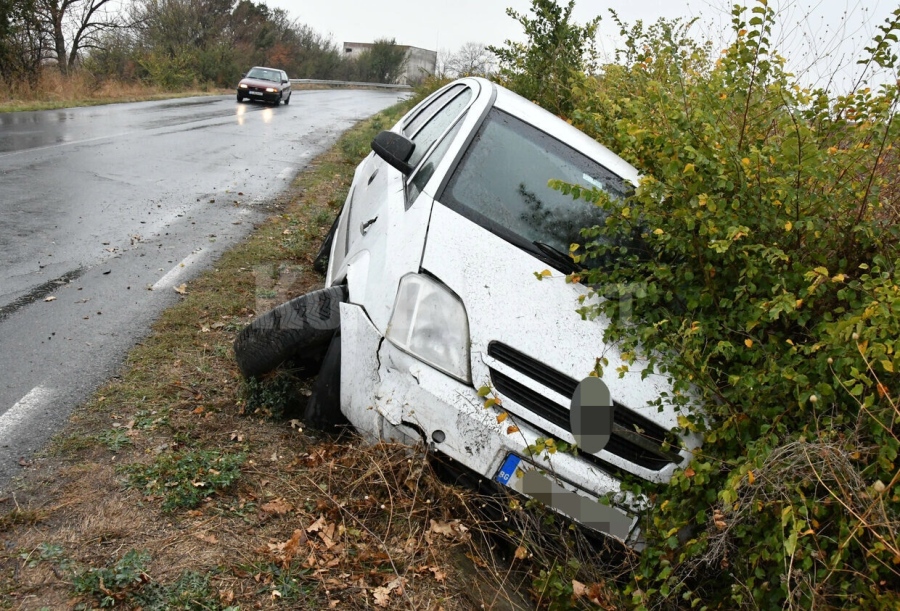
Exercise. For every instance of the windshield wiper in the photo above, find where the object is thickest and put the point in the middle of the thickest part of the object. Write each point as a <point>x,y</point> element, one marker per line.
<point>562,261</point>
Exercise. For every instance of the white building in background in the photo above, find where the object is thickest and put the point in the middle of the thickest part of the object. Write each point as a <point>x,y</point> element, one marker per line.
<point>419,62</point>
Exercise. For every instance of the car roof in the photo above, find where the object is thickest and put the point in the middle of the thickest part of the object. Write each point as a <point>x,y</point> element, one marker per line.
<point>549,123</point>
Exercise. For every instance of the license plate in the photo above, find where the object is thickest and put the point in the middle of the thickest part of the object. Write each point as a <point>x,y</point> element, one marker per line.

--------

**What is required**
The output must be every line of the records, printed exactly, with the pictures omitted.

**Solution**
Exercise. For every instance of the windshield wiper in the photo above, find where the object is thickest and put the point in the middle of the thickest part of the object. Write each point as a <point>x,y</point> element, one marker per line.
<point>562,261</point>
Exercise. For every instance of the white building in background in the photo above, find where the object is thickest and put the point in the middle of the thickest part of the object. Write each point as a <point>x,y</point> element, one marker per line.
<point>419,62</point>
Exercise. For every instance of the car roof in the photo above, find where the object is thickest and put the point in the middle of the thickest part of the object. Write each point as a <point>x,y</point> element, one marker per line.
<point>549,123</point>
Exercise. For every instance of the license plate in the photo above, find where the object is thickest and put the point in the middle of the thickest part of the object. Write each point as a <point>x,y</point> element, one marker per line.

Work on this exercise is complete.